**ACTIVITY:**
Return the whole of the data exactly.

**SOURCE MATERIAL:**
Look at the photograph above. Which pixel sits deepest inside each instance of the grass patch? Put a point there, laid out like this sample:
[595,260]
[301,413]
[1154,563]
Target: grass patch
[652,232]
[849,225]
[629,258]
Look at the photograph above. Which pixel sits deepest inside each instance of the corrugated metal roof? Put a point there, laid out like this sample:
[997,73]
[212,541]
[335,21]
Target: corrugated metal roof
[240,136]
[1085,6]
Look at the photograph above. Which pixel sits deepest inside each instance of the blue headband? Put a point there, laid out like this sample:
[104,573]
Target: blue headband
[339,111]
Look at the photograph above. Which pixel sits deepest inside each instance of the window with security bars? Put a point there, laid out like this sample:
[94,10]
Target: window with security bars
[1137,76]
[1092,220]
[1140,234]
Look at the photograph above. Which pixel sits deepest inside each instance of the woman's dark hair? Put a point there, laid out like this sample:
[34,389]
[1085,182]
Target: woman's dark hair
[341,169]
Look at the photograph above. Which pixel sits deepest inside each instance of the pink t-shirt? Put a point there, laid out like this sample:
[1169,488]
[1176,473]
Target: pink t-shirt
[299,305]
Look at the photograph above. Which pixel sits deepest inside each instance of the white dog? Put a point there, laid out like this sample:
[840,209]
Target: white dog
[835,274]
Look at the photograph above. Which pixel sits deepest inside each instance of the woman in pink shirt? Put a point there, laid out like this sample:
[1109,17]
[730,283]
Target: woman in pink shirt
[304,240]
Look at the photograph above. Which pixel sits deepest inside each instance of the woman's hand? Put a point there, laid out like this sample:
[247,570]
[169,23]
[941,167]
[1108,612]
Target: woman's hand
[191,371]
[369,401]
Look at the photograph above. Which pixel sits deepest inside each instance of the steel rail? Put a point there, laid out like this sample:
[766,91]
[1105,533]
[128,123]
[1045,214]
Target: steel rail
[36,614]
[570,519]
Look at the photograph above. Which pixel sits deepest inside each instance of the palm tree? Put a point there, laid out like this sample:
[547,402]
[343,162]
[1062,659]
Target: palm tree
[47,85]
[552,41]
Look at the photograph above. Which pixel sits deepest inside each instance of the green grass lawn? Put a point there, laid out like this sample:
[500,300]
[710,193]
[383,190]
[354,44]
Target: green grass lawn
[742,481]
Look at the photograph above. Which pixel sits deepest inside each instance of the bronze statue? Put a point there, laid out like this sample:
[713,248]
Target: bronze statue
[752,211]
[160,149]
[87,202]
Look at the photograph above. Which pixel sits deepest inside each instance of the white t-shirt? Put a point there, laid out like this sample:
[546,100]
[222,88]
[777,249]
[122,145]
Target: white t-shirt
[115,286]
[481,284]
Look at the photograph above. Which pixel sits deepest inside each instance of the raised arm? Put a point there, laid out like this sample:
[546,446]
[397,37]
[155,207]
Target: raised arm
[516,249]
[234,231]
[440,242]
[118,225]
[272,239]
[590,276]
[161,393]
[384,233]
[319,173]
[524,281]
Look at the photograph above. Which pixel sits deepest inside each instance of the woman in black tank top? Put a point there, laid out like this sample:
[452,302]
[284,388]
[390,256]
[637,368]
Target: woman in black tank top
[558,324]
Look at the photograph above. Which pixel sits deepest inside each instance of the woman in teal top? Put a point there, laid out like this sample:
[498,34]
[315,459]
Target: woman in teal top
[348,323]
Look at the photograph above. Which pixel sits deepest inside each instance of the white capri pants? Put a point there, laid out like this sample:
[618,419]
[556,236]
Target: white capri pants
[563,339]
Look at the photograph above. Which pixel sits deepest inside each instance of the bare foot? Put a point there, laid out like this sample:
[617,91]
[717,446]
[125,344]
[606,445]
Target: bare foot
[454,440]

**SOLUTION BELOW:**
Look at the photograph above. Which pixel sits deepest inside each instance of the grass patch? Put a point there, laid out like this sample:
[595,260]
[301,413]
[1154,563]
Target: grass patch
[652,232]
[849,225]
[629,258]
Look at the photograph above. Which pixel sits deepest inside each instance of the corrugated metal roof? Put a point there, laid out like this sample:
[997,73]
[212,541]
[335,21]
Target: corrugated metal roof
[240,136]
[1085,6]
Look at the photograph above. Which pixel sits deepest inside each instance of the blue headband? Put a point there, laid out like this sample:
[104,573]
Target: blue headband
[339,111]
Look at the photograph above. Which pixel sits deepest inside each instance of the window with security bars? Put a point there, laid out like this sample:
[94,10]
Target: window with security bars
[1137,76]
[1092,220]
[1140,234]
Look at the photograph above. Which pixel sits deepest inside each instance of the woman's dark hair? Put a point there, laid out like this sample:
[34,389]
[1085,182]
Target: woman's dark hair
[341,169]
Look at the photograph above. Which pixel sits deepest inside each instance of the pink t-shirt? Put a point there, laid out like this sample:
[1169,488]
[1176,473]
Target: pink t-shirt
[299,305]
Look at the photograph above. Which pixel sits deepest inside each instance of the white dog? Put a point there, laid out like this sample:
[840,209]
Target: white dog
[835,274]
Look at the photograph above. Which pixel sits deepest inside each instance of the woman in pink shirt? Put a point there, laid out like this sample:
[1109,17]
[730,283]
Target: woman in pink shirt
[304,240]
Look at the photograph above. Which pixel sits deepest inside each instance of the woman's hand? Put a point there, laid out like this sample:
[247,570]
[169,23]
[941,167]
[1108,612]
Target: woman's hand
[191,371]
[369,401]
Look at the photograph above. Which pixel sits deepest inside each instance of the steel rail? Put a point there, laid out like this sample:
[766,91]
[1105,533]
[128,123]
[1045,214]
Target: steel rail
[36,614]
[570,519]
Look at the photograph above. Which pixel sits deepest inside each instance of the palm tree? Put a point there, laid out like this sample:
[547,402]
[343,162]
[1062,659]
Target: palm tree
[47,85]
[552,41]
Look at the photograph above. Which pixel sits deepest inside each instance of the green grass lawn? Put a point there, laid out like this sample:
[500,300]
[710,193]
[383,190]
[354,44]
Target: green grass lawn
[742,481]
Look at the photograph above. Which pixel sits deepest inside each instance of the bronze statue? Put a point there, laid out like this sample:
[713,248]
Target: bronze statue
[752,211]
[160,149]
[87,202]
Look at the photograph above. Which pixel sits deepest inside each instance of the white t-shirt? Put a point there, laid out like this sample:
[546,100]
[222,88]
[777,249]
[122,145]
Target: white t-shirt
[115,286]
[481,284]
Look at the photograph above. Which pixel sits deepest inside each instance of the raised arm? Put a point there, laid out like this sample:
[546,446]
[397,37]
[155,207]
Target: raised arm
[516,249]
[234,231]
[440,242]
[118,225]
[272,239]
[590,276]
[161,393]
[384,233]
[319,173]
[524,281]
Look at the photograph above. Which pixel sits deepest inside each instance of the woman in black tank top? Put a point there, laid out like this sample:
[452,302]
[284,388]
[390,256]
[637,368]
Target: woman in black tank top
[558,324]
Look at the photograph above. Which pixel sits deepest inside each instance of the woman in teal top? Put a point there, laid out like this sample:
[498,34]
[315,459]
Target: woman in teal top
[348,323]
Look at the photograph above. Which pixel sits deepest inside each instance of the white capri pants? Put a point there, laid out like this sample:
[618,419]
[556,236]
Target: white capri pants
[563,339]
Look at the photograph above. Which pixel sits deepest inside each instance of the bare foot? Put a point there, laid out like this sample:
[617,91]
[717,446]
[125,344]
[606,445]
Target: bare foot
[454,440]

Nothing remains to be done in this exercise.